Guess which national chain is eyeing Garland Road now?

Chipotle already has an East Dallas location on Abrams Road, but may have another on Garland Road soon. (Photo by Brittany Nunn)

Garland Road is the street to beat right now, with its lower-than-Greenville average rents drawing independent businesses like Lounge Here and Smokey Rose, while its highway status is also attracts major chains like the new Chick-fil-A and Raising Cane’s.

Now Chipotle is looking to get in on the action, and is considering the vacant parking lot at the corner of Beachview and Garland, assuming it can get approval to serve liquor. “Per our request, Councilman [Mark] Clayton remanded our case back the the City Plan Commission in order for us to apply for a specific use permit for alcohol sales as required by code,” says Robert Reeves of  Robert Reeves & Associates, Inc. , the consultant who is representing the property owner.

The parking lot on the left may soon be a restaurant with liquor sales, while the office building will soon be a Panera. (Photo from Google Maps)
The parking lot on the left may soon be a Chipotle with liquor, while the office building’s future remains unclear. (Photo from Google Maps)

As many will remember, that same owner tried to bring a Panera to the property next door, a defunct medical office on the other side of Beachview, but the bakery chain would only build if it could have a drive-thru. Clayton opposed that request, citing the Garland Road Vision, a document created in 2010 to guide development in the neighborhood, which suggests limiting drive-thrus on the already-congested roadway. The drive-thru at the new Chick-fil-A was approved thanks to the same zoning that allowed for the Sonic next door.

[PARTS OF THE EXERCISE]
a) Reproduce the stretch of the Garland Road article from "Guess which national" through "and Raising Cane’s.".
b) Using the Garland Road article, say whether each statement agrees with it. Answer yes or no, and quote the words from the article that decide it.
(i) Chipotle is considering the vacant parking lot at the corner of Beachview and Garland.
(ii) The Garland Road Vision was created in 2010.
(iii) Councilman Clayton supported Panera's request for a drive-thru.
c) Carry the Garland Road article on from its last sentence.
The rows that come after this article can be ignored.

[DATA TO EXAMINE]
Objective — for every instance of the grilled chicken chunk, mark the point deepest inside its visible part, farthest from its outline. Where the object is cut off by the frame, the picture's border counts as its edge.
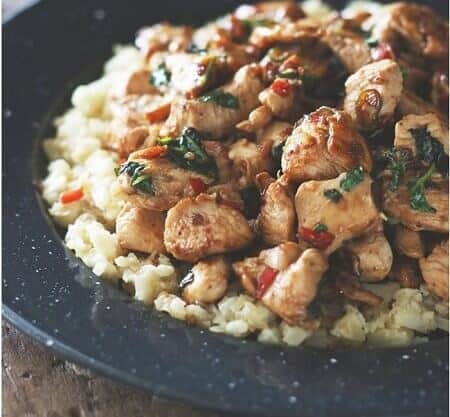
(295, 287)
(277, 219)
(209, 281)
(210, 117)
(354, 214)
(435, 270)
(374, 256)
(407, 138)
(200, 226)
(141, 230)
(324, 145)
(372, 94)
(408, 242)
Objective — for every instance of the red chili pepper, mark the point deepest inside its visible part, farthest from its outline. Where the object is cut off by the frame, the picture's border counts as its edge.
(71, 196)
(320, 240)
(265, 280)
(382, 51)
(281, 87)
(198, 186)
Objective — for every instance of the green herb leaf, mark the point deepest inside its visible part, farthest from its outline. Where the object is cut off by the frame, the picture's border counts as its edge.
(320, 227)
(221, 98)
(333, 195)
(187, 152)
(352, 178)
(160, 76)
(416, 189)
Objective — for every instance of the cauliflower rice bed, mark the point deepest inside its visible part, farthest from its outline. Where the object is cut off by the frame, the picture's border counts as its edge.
(79, 160)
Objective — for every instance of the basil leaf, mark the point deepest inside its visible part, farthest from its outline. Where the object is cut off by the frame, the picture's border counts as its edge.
(333, 195)
(221, 98)
(417, 199)
(160, 76)
(352, 178)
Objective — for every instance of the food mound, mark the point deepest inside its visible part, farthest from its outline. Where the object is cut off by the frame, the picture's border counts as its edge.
(280, 173)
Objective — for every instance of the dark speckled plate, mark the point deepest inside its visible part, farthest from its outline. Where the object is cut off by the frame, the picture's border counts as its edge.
(47, 293)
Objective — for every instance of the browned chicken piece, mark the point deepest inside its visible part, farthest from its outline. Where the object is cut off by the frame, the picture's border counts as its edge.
(405, 129)
(351, 216)
(199, 227)
(406, 272)
(303, 31)
(141, 230)
(396, 204)
(249, 159)
(435, 270)
(408, 242)
(323, 145)
(374, 256)
(209, 281)
(278, 258)
(295, 287)
(277, 11)
(277, 219)
(163, 36)
(414, 27)
(372, 94)
(210, 117)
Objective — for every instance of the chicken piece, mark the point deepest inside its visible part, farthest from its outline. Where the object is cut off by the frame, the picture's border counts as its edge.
(277, 219)
(414, 27)
(412, 129)
(323, 145)
(351, 216)
(141, 230)
(406, 272)
(208, 281)
(396, 204)
(199, 227)
(374, 256)
(278, 258)
(163, 36)
(408, 242)
(372, 94)
(303, 31)
(277, 11)
(435, 270)
(210, 117)
(249, 159)
(295, 287)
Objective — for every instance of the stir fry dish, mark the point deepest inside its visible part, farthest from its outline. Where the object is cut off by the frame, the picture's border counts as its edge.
(279, 173)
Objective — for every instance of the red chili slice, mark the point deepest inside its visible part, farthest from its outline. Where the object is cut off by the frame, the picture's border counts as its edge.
(281, 87)
(320, 240)
(71, 196)
(198, 186)
(265, 280)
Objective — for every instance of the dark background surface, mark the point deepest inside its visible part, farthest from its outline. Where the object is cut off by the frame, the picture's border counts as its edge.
(50, 295)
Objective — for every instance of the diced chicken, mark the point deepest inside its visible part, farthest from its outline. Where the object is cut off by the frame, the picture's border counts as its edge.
(322, 146)
(198, 227)
(295, 288)
(209, 281)
(141, 230)
(408, 242)
(278, 258)
(163, 36)
(212, 118)
(374, 256)
(397, 205)
(277, 219)
(372, 94)
(404, 137)
(354, 214)
(435, 270)
(249, 159)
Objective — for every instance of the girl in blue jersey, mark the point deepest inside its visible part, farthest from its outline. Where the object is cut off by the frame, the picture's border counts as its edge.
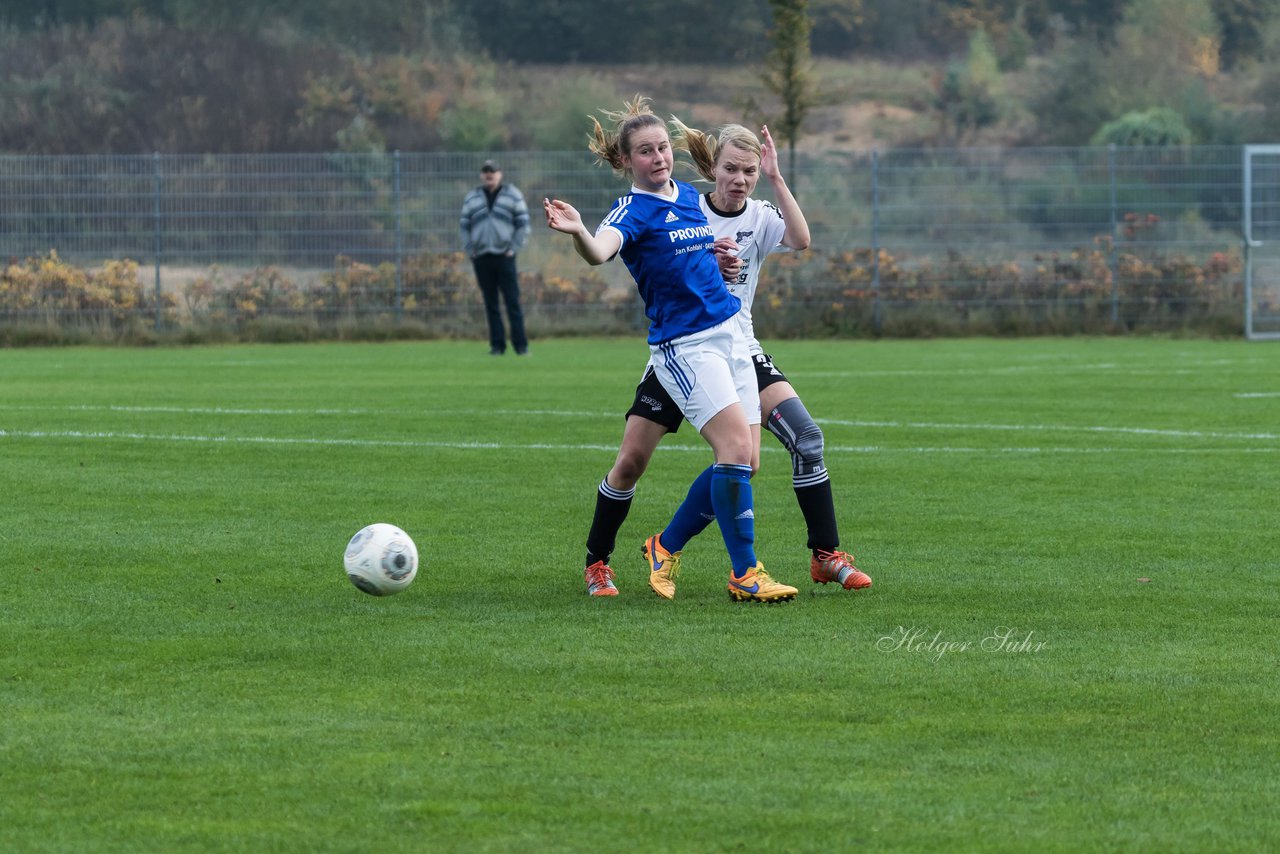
(696, 346)
(748, 231)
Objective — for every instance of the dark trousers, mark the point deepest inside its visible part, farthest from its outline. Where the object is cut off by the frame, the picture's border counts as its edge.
(496, 274)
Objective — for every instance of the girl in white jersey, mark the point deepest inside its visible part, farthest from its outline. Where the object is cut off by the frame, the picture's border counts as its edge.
(696, 348)
(746, 231)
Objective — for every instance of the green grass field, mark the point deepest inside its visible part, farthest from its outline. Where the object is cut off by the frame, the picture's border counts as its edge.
(1070, 643)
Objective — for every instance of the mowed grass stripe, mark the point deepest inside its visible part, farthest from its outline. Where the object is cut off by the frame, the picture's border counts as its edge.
(184, 667)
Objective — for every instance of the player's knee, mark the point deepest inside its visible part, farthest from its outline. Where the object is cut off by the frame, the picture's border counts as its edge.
(627, 469)
(809, 446)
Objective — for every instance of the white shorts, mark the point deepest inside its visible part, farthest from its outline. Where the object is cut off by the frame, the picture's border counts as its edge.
(708, 371)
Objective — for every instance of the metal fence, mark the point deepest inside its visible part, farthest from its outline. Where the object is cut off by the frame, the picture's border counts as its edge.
(1129, 237)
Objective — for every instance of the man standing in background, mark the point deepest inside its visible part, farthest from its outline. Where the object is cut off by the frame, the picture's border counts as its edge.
(494, 227)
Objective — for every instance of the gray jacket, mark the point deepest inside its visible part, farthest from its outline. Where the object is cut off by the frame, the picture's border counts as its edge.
(498, 229)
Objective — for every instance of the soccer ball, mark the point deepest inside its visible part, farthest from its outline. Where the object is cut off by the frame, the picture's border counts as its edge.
(380, 560)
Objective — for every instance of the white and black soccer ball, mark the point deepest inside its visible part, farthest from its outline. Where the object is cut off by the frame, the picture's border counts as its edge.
(380, 560)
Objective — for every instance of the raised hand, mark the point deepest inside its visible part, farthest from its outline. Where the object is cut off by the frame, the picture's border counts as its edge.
(562, 217)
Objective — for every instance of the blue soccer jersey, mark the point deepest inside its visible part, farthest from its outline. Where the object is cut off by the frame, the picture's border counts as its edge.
(667, 247)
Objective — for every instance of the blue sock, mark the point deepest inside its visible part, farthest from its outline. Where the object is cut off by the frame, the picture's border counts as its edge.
(731, 497)
(694, 515)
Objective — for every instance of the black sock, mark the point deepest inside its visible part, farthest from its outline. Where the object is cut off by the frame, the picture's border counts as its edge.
(611, 510)
(819, 515)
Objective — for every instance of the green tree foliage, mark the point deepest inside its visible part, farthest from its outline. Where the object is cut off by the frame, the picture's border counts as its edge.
(1160, 127)
(1243, 23)
(969, 94)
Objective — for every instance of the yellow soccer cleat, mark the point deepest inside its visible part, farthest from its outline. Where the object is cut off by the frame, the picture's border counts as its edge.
(663, 567)
(758, 587)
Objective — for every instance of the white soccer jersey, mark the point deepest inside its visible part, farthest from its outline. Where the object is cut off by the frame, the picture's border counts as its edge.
(758, 231)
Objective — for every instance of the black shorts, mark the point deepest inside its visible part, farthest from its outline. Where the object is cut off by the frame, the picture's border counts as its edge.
(652, 401)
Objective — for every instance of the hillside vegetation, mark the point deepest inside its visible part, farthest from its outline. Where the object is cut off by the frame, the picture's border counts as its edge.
(179, 76)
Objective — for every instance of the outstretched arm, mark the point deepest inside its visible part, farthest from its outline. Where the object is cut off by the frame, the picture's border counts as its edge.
(798, 227)
(594, 249)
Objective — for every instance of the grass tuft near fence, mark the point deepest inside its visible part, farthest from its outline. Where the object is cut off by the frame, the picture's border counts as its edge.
(848, 293)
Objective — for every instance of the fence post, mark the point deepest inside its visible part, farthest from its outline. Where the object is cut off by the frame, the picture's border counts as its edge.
(1115, 237)
(876, 305)
(159, 227)
(400, 238)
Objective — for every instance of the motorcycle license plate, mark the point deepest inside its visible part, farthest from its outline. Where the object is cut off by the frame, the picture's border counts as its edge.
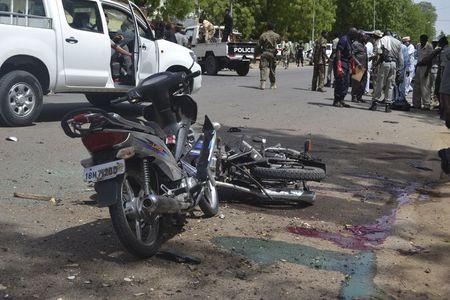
(105, 171)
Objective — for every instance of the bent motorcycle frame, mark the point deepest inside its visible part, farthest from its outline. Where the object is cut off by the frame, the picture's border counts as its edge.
(154, 150)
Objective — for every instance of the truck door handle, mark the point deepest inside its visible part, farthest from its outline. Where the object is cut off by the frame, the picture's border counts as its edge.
(72, 40)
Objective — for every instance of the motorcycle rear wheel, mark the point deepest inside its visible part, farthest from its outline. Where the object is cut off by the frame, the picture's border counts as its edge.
(140, 237)
(296, 173)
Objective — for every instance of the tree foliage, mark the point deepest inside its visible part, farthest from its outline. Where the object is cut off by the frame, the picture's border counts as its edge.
(294, 18)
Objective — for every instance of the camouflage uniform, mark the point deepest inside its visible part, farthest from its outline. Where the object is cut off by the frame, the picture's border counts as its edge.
(320, 60)
(268, 43)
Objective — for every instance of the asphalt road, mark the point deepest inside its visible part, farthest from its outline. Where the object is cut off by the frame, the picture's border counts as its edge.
(373, 160)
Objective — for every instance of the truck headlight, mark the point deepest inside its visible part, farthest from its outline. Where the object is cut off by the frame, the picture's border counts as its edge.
(194, 57)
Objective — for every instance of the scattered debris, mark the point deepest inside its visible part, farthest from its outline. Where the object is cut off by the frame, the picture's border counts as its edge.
(115, 254)
(178, 257)
(234, 129)
(418, 166)
(430, 193)
(416, 250)
(241, 275)
(37, 197)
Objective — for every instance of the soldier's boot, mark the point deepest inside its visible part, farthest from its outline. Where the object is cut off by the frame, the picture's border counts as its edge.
(262, 85)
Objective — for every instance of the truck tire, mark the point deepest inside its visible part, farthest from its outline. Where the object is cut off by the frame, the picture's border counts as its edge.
(242, 69)
(212, 66)
(304, 174)
(21, 98)
(101, 99)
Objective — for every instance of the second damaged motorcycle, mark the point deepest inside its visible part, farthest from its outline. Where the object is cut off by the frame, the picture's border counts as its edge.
(150, 174)
(276, 173)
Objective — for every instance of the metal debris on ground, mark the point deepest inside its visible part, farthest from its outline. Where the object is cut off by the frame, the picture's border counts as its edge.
(178, 257)
(50, 199)
(234, 129)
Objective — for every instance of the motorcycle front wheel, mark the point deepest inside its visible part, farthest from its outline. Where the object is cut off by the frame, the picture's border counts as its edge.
(209, 203)
(140, 234)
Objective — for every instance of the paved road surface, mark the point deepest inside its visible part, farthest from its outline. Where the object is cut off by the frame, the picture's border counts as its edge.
(374, 159)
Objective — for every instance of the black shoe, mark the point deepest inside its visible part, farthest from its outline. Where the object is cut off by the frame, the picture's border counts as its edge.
(373, 107)
(388, 108)
(444, 155)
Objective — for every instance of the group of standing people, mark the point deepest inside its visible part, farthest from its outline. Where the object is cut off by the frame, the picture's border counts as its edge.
(399, 67)
(396, 64)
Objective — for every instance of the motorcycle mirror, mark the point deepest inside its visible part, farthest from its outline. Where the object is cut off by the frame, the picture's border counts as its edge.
(308, 146)
(216, 126)
(259, 139)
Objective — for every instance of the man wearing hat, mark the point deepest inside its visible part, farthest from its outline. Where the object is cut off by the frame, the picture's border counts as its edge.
(412, 63)
(422, 80)
(390, 60)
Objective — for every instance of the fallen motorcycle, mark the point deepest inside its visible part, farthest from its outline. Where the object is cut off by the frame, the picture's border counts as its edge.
(149, 174)
(276, 173)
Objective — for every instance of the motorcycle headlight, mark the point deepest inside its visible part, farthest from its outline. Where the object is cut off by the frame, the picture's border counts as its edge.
(194, 57)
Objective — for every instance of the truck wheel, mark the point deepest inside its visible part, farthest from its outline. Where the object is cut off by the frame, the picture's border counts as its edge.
(243, 69)
(211, 65)
(102, 100)
(21, 98)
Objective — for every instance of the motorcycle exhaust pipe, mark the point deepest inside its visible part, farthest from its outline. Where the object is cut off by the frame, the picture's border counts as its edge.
(154, 204)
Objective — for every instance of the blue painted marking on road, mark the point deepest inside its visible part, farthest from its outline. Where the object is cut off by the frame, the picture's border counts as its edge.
(358, 268)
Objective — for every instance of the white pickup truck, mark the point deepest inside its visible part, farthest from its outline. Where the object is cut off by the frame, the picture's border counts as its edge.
(216, 56)
(66, 46)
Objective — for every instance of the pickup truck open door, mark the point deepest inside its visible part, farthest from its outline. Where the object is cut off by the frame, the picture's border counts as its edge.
(85, 44)
(146, 56)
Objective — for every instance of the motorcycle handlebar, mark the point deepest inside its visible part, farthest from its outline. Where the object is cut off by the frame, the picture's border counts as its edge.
(120, 100)
(129, 98)
(193, 75)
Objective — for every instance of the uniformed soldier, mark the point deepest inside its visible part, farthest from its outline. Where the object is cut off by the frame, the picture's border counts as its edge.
(320, 59)
(342, 68)
(389, 61)
(207, 31)
(268, 44)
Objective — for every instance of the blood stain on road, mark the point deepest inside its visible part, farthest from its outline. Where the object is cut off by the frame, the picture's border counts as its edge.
(364, 237)
(359, 269)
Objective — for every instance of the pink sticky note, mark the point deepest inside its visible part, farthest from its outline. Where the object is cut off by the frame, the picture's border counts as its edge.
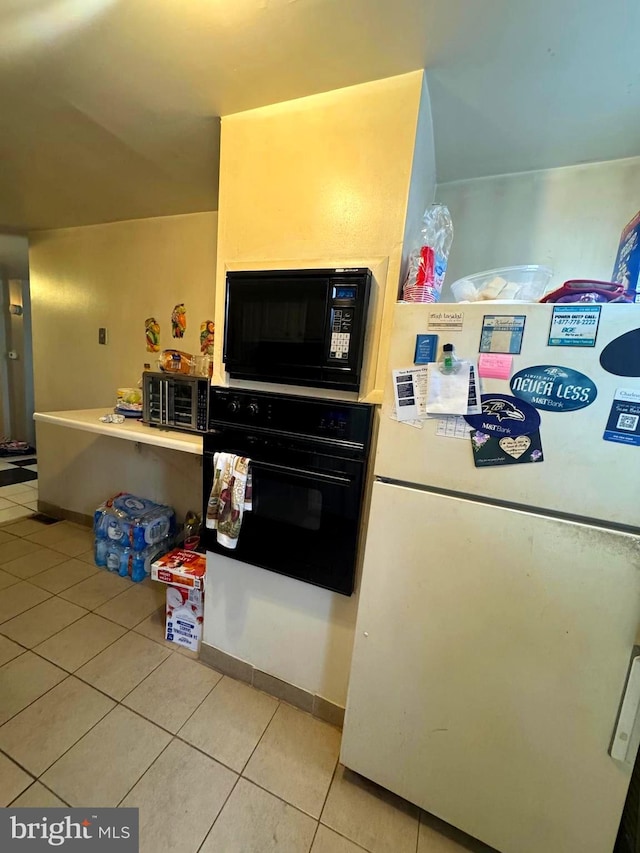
(493, 365)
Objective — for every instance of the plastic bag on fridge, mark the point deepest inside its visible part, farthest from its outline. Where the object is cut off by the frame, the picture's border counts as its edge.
(428, 261)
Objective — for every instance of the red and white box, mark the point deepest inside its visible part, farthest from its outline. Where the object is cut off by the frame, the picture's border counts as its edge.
(180, 568)
(185, 615)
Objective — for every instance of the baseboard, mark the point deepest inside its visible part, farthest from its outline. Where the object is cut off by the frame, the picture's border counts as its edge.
(66, 514)
(243, 671)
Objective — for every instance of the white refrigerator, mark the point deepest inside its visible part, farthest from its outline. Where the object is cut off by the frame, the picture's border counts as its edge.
(499, 603)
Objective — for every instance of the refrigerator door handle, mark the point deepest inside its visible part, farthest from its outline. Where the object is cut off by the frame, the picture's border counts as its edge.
(626, 736)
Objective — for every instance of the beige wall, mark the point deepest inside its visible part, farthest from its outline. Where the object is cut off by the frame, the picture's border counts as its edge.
(114, 275)
(569, 219)
(322, 181)
(78, 470)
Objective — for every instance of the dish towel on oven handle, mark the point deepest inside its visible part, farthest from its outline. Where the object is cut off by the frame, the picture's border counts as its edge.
(230, 498)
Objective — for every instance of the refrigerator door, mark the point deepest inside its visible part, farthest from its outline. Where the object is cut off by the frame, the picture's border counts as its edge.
(491, 652)
(581, 474)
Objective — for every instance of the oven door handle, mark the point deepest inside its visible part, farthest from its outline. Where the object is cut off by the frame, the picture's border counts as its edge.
(301, 472)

[EXERCISE ANSWERS]
a)
Guess which national chain is eyeing Garland Road now?

Chipotle already has an East Dallas location on Abrams Road, but may have another on Garland Road soon. (Photo by Brittany Nunn)

Garland Road is the street to beat right now, with its lower-than-Greenville average rents drawing independent businesses like Lounge Here and Smokey Rose, while its highway status is also attracts major chains like the new Chick-fil-A and Raising Cane’s.

b)
(i) Yes: "is considering the vacant parking lot at the corner of Beachview and Garland"
(ii) Yes: "a document created in 2010 to guide development in the neighborhood"
(iii) No: "Clayton opposed that request"

c)
“I’m supportive of [Chipotle] because it doesn’t have a drive-thru,” Clayton says of this new plan.

Reeves says Chipotle is interested in the parking-lot side of the property because it is far enough away from White Rock Community Church to be approved for liquor sales. The site is part of a “Dry Overlay” leftover from the strict liquor laws that existed when Dallas was dry. But Reeves points out that the neighborhood today is far from dry with Urban Vines Wine Bistro located directly next door.

“Everything in that neighborhood is wet except for these seven lots,” Reeves says.

The office-building side of the property is within 300 feet of the church, meaning no liquor-based businesses can open there. “We don’t have a use on the office site yet,” Reeves says.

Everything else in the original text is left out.